_What is required_. Produce an exact copy of the lines from the line containing "hand, that would be wonderful." through the last line of the listing below, both ends included, and nothing else.

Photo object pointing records
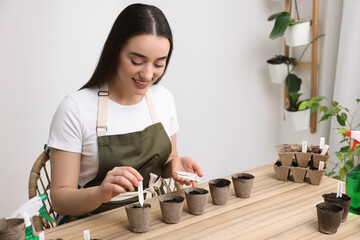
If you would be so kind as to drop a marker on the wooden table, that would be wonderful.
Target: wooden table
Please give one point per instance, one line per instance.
(275, 210)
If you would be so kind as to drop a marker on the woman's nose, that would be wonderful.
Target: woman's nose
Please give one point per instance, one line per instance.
(147, 73)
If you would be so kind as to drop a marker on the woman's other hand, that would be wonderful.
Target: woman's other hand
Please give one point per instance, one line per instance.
(117, 181)
(185, 164)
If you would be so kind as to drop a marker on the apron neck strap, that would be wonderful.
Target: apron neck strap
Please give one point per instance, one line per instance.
(103, 93)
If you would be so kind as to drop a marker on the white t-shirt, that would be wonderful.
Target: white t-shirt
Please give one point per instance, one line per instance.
(73, 127)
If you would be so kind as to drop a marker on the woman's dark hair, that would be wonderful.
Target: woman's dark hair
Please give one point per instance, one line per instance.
(133, 20)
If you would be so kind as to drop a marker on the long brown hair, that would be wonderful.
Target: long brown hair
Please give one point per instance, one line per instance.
(133, 20)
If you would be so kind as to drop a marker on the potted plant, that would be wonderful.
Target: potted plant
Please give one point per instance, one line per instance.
(279, 67)
(344, 119)
(297, 119)
(297, 32)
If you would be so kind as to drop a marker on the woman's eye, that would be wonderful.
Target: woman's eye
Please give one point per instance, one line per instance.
(159, 65)
(135, 63)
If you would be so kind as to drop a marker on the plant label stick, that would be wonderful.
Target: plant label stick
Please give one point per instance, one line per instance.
(339, 191)
(304, 146)
(87, 234)
(141, 194)
(325, 150)
(322, 142)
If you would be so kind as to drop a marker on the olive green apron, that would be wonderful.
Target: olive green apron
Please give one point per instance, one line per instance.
(147, 151)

_Output below_.
If you would be so kind as to drop a marker on the woman's other hand, that would be wonderful.
Target: woman's other hand
Please give one point per instance, one line per instance.
(117, 181)
(185, 164)
If you would be so kind as to drop a marker on the apron neck strap, that would be wonderful.
Target: apron neck strap
Please give one point per instance, one line per instance.
(103, 93)
If you would be so kind as to drop a marker on the white t-shirt, that would be wonderful.
Target: white t-shirt
Please give one point per instance, one line per instance.
(73, 127)
If you would be so kind as to drop a marker on the woman's dark hair, that would be wonderful.
Target: woman's dark hair
Please give one point per instance, one line per instance.
(133, 20)
If you would be so kind as to drop a marker on the long brown hair, that would be wonderful.
Target: long brown hair
Please give one point per instance, one line per instance.
(133, 20)
If you would be so kind as to drop a marker on the potted plant, that would be wonderful.
Target: potted plant
Please give one point per instance, one line per instance.
(279, 67)
(344, 119)
(297, 119)
(297, 32)
If you would be so kind as to drop a marker on the woman's eye, that would be wonderful.
Target: woman's eye
Please give one point per instance, one line per instance.
(159, 65)
(135, 63)
If you would be so kind as to drop a marker on the plant label stick, that would be wonderful.
Target: plant label stick
Please give one point per instance, one line per instance.
(339, 191)
(304, 146)
(87, 234)
(141, 194)
(325, 150)
(322, 142)
If you would be so kind as to drop a marker on the olive green apron, that would be wonderful.
Target: olive green apron
Please give one point per instance, one line per instance.
(147, 151)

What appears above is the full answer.